··· DOCUMENT TEXT ···

A robust mass spectrometer for precision medicine – the Orbitrap Exploris 240 mass spectrometer for large-scale plasma protein profiling

Significance of the Topic

Blood plasma proteomics is essential for biomarker discovery in precision medicine to enable routine clinical monitoring and large-scale studies. Robust, reproducible, and high-throughput workflows are key to detecting low-abundance protein biomarkers in diverse patient cohorts and translating findings into clinical practice.

Objectives and Study Overview

This study aimed to demonstrate the reliability and robustness of the Orbitrap Exploris 240 mass spectrometer coupled to Evosep One LC for untargeted plasma protein profiling in large-scale human cohort studies. Key objectives included:

• Evaluating inter-laboratory reproducibility across multiple instruments
• Assessing workflow stability over hundreds of injections
• Benchmarking method performance with preloaded plasma profiling templates
• Investigating scalable throughput and depth of coverage by varying sample loads and gradient lengths

Methodology and Instrumentation

Pooled human serum was depleted of abundant proteins using Top14 spin columns, followed by reduction, alkylation, and trypsin digestion with an automated liquid handling platform. Samples were analyzed using:

• Evosep One LC system with 21 or 44 minute gradients (30 SPD or 60 SPD) and EvoTips
• Orbitrap Exploris 240 mass spectrometer equipped with EASY-Spray ion source and EASY-Spray HPLC columns
• Preloaded plasma profiling LC-MS/MS method template in the Thermo Scientific Method Editor

Data were processed in Proteome Discoverer using a three-stage search workflow combining spectral library and database searches (MSPep, Prosit library, SEQUEST HT), and quantified by label-free quantification with feature mapping. Skyline monitored spiked peptide standards and Prism performed statistical analyses.

Main Results and Discussion

• Inter-laboratory reproducibility on four instruments yielded 2.58% CV for protein identifications and 5.89% CV for peptides.
• Retention time shifts were below 5% CV and mass accuracy remained within ±5 ppm over 200 runs across five weeks.

··· DATASET ENTRIES ···

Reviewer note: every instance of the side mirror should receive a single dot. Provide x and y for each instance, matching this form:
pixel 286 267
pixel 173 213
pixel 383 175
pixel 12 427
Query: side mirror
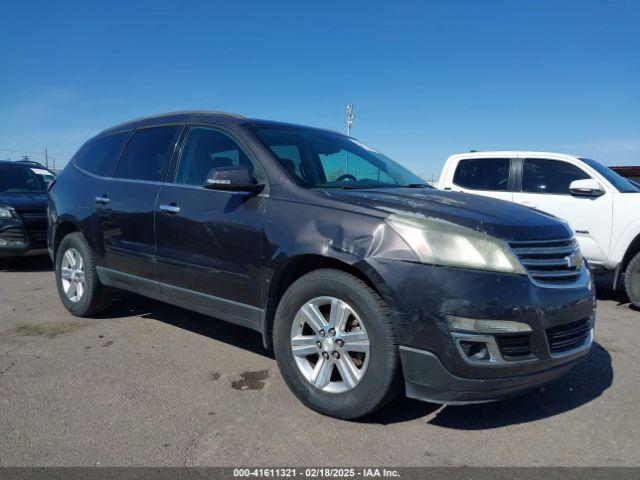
pixel 586 188
pixel 233 177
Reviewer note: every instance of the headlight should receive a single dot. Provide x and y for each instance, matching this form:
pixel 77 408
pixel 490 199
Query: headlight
pixel 440 242
pixel 5 212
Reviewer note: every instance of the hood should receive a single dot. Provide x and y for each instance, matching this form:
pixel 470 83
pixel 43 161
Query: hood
pixel 498 218
pixel 24 201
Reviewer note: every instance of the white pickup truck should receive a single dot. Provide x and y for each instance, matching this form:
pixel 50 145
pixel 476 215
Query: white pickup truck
pixel 601 207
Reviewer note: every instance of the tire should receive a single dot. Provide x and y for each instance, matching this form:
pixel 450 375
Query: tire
pixel 367 316
pixel 94 297
pixel 632 280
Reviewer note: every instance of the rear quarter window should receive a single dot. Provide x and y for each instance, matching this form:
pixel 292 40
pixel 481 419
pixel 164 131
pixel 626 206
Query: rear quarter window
pixel 483 174
pixel 100 156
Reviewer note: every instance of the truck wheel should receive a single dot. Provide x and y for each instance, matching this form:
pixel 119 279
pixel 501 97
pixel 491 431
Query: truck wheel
pixel 78 285
pixel 632 280
pixel 335 346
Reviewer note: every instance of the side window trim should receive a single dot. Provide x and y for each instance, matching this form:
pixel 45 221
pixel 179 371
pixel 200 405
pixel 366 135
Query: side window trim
pixel 175 162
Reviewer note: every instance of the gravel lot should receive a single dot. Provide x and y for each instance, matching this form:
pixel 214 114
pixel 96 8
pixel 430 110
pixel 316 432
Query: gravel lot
pixel 151 384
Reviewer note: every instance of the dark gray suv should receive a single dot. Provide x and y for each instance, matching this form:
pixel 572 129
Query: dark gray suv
pixel 363 279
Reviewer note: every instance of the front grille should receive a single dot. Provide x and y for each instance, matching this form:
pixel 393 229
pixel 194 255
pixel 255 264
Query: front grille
pixel 36 223
pixel 514 345
pixel 568 336
pixel 548 261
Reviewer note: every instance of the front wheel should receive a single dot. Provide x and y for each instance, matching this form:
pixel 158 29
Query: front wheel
pixel 78 285
pixel 335 345
pixel 632 280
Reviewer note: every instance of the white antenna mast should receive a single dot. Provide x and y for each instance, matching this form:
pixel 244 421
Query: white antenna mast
pixel 350 117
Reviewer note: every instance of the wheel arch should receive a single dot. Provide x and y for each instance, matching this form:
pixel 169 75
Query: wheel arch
pixel 297 266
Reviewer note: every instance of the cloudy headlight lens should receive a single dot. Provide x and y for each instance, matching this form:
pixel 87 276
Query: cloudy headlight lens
pixel 5 213
pixel 443 243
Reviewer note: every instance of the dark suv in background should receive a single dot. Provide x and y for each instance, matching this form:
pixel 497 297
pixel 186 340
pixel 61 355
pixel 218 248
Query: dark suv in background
pixel 361 277
pixel 23 208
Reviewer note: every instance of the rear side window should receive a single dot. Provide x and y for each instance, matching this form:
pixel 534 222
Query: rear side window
pixel 145 153
pixel 483 174
pixel 100 156
pixel 549 176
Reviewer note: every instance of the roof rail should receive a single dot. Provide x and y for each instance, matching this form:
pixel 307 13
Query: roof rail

···

* [HOW TO COMPLETE THIS TASK]:
Continue the Orbitrap Exploris 240 plasma profiling text from the point where it stops.

* [ANSWER SPACE]:
• From 100 ng HeLa digest, an average of ~2,500 proteins and 14,000 peptides were identified per run.
• Analysis of 200 ng depleted human serum over 200 injections showed <1% change in system suitability metrics without recalibration.
• Quantitative stability was confirmed with >70% of proteins quantified at <20% CV across 100 runs and strong correlation between runs separated by weeks.
• By increasing sample load to 500 ng and using a 44 minute gradient, over 500 plasma proteins including FDA-approved biomarkers were reproducibly detected with CV below 20%.

Benefits and Practical Applications

The described workflow offers:

• High throughput plasma profiling suitable for clinical cohort studies
• Robust inter-instrument and inter-day reproducibility
• Small instrument footprint and simplified operation for routine diagnostics
• Preloaded method templates for harmonized data acquisition and benchmarking
• Scalability to match sample availability, throughput needs, and desired depth of coverage

Future Trends and Potential Applications

Anticipated developments include:

• Integration of automated sample preparation and data acquisition into clinical laboratories
• Deeper proteome coverage through optimized gradients or multiplexed approaches
• Application of advanced data analytics and machine learning for biomarker discovery
• Expansion to multi-omic workflows combining proteomics with metabolomics and genomics
• Implementation in routine diagnostic testing and personalized medicine pipelines

Conclusion

The Orbitrap Exploris 240 mass spectrometer coupled with Evosep One LC demonstrates a robust, reproducible, and scalable workflow for large-scale plasma protein profiling. Preloaded method templates and consistent quantitative performance support its deployment in precision medicine research and clinical applications.